## [WORK ITEM]
Copy out each line of the listing below where the string "calm" appears.

## [RECORDS SHOWN]
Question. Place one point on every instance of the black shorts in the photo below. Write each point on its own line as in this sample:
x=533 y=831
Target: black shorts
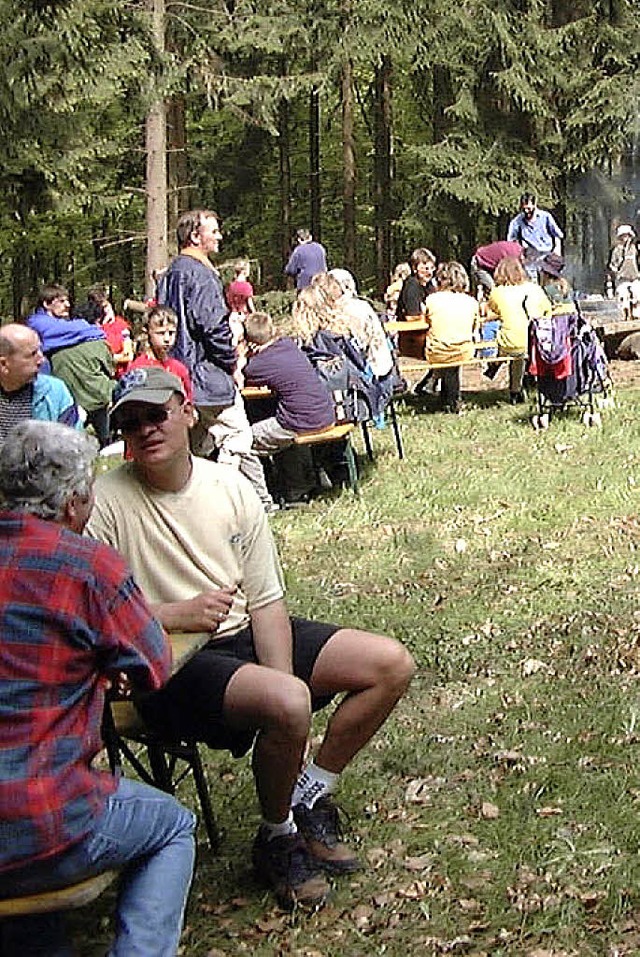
x=190 y=704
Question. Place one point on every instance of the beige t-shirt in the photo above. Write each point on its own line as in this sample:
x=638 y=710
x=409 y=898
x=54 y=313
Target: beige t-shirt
x=211 y=534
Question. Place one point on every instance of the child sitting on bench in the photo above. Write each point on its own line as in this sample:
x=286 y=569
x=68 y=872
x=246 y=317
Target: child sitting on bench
x=302 y=403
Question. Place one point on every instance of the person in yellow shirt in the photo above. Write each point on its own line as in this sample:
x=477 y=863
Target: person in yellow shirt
x=514 y=300
x=453 y=317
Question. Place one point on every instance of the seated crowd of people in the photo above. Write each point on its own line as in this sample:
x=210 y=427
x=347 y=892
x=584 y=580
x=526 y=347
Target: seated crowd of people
x=95 y=573
x=506 y=299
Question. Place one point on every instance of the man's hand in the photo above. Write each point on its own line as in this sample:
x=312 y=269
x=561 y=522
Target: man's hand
x=204 y=612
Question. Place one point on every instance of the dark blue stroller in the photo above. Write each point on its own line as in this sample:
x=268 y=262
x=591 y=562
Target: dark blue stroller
x=569 y=366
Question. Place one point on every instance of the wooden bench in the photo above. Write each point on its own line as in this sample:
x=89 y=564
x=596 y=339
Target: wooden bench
x=63 y=898
x=409 y=365
x=336 y=433
x=252 y=393
x=169 y=761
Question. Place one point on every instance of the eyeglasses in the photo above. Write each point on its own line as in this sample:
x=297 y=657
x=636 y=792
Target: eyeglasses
x=155 y=416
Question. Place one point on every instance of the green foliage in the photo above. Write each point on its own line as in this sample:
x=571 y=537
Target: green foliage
x=497 y=809
x=485 y=101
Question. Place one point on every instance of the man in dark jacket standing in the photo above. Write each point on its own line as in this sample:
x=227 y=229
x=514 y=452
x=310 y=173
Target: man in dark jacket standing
x=192 y=287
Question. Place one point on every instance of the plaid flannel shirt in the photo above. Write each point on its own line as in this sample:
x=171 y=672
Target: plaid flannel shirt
x=70 y=616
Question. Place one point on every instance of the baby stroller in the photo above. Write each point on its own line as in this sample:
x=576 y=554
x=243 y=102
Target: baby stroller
x=569 y=366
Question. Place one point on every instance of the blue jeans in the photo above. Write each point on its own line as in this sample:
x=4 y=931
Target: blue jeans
x=144 y=833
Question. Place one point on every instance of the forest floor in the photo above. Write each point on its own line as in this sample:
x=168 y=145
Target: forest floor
x=498 y=810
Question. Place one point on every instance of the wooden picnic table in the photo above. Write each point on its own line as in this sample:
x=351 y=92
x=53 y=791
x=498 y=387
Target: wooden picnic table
x=186 y=644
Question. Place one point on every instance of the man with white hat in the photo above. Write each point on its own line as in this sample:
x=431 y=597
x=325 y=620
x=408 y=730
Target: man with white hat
x=623 y=267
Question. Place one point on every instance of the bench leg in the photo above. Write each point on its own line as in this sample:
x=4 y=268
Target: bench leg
x=396 y=429
x=352 y=468
x=366 y=438
x=204 y=797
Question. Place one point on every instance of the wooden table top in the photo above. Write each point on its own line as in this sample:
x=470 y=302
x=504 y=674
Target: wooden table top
x=410 y=325
x=256 y=392
x=185 y=644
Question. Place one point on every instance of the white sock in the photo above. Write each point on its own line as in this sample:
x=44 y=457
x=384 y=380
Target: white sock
x=288 y=826
x=313 y=783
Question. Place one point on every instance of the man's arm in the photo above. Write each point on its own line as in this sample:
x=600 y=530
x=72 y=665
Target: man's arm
x=292 y=268
x=272 y=636
x=206 y=316
x=204 y=612
x=556 y=234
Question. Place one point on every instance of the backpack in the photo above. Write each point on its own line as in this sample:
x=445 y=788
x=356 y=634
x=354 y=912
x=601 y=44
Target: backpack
x=340 y=368
x=341 y=379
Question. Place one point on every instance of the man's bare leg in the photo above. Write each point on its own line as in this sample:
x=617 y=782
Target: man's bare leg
x=375 y=672
x=279 y=706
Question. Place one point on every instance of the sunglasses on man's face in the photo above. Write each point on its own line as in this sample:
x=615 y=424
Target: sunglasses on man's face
x=156 y=415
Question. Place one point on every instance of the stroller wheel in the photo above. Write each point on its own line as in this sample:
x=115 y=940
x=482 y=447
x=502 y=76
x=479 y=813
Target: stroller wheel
x=592 y=419
x=540 y=422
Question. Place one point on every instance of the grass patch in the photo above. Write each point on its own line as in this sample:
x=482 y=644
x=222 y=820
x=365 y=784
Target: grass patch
x=498 y=810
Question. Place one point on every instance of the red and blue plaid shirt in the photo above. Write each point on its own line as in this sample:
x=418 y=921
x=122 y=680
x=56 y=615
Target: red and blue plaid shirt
x=70 y=617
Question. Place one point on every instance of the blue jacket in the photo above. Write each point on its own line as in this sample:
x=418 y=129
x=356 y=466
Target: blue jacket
x=52 y=402
x=203 y=340
x=59 y=333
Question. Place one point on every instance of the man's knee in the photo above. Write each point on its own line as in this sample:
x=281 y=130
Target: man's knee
x=356 y=660
x=269 y=700
x=394 y=664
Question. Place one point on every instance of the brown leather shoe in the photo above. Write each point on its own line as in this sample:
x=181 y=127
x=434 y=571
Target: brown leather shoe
x=286 y=865
x=321 y=829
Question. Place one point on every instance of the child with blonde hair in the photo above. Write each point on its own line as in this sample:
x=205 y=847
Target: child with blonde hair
x=159 y=329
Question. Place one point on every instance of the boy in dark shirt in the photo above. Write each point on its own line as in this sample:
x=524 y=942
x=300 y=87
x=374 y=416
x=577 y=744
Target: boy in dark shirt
x=303 y=404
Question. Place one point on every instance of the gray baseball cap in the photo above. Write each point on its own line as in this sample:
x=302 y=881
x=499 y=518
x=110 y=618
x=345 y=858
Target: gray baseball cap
x=152 y=385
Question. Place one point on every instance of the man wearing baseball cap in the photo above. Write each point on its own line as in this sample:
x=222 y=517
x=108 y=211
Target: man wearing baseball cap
x=623 y=265
x=198 y=541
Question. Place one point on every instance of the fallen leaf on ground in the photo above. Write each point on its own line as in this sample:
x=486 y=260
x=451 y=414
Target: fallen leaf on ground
x=489 y=811
x=418 y=863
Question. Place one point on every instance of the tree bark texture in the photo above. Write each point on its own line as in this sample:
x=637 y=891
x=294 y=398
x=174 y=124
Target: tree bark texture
x=383 y=172
x=284 y=163
x=156 y=144
x=178 y=170
x=349 y=169
x=315 y=194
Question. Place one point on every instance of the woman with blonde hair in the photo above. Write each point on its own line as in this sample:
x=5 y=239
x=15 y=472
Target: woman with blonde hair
x=452 y=316
x=514 y=300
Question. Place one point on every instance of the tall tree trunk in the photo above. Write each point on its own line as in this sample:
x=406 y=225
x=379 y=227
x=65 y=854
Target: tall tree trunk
x=382 y=172
x=178 y=199
x=156 y=142
x=284 y=165
x=315 y=207
x=349 y=168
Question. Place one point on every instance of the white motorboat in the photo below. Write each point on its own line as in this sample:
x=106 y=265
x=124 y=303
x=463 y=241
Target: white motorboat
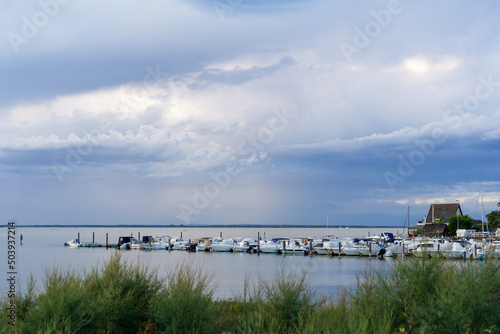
x=326 y=248
x=155 y=243
x=222 y=245
x=296 y=246
x=73 y=243
x=246 y=245
x=352 y=250
x=458 y=251
x=372 y=249
x=203 y=244
x=178 y=243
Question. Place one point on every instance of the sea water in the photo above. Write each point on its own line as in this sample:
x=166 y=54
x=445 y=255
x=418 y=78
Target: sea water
x=43 y=250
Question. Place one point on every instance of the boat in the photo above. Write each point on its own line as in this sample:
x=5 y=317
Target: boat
x=246 y=245
x=125 y=242
x=296 y=246
x=74 y=243
x=222 y=245
x=372 y=249
x=155 y=243
x=203 y=244
x=458 y=251
x=178 y=243
x=274 y=245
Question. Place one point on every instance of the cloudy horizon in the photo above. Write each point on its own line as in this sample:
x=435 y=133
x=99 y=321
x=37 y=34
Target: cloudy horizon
x=239 y=112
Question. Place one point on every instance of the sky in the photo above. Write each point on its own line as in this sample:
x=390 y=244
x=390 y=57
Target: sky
x=247 y=112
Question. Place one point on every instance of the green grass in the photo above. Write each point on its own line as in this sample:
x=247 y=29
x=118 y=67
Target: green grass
x=413 y=296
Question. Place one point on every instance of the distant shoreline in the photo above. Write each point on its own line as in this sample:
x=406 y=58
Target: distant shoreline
x=212 y=226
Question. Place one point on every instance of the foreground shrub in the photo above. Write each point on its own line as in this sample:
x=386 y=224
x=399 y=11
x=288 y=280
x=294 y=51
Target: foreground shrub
x=284 y=305
x=112 y=299
x=185 y=305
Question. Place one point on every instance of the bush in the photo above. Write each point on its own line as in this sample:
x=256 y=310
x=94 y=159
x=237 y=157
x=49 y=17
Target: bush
x=185 y=305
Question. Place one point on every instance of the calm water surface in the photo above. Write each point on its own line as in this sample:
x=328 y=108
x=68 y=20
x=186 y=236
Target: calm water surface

## [TASK RESPONSE]
Question. Place one point on every instance of the calm water surface in the photo above. Write each point on its own line as in this sample:
Target: calm water surface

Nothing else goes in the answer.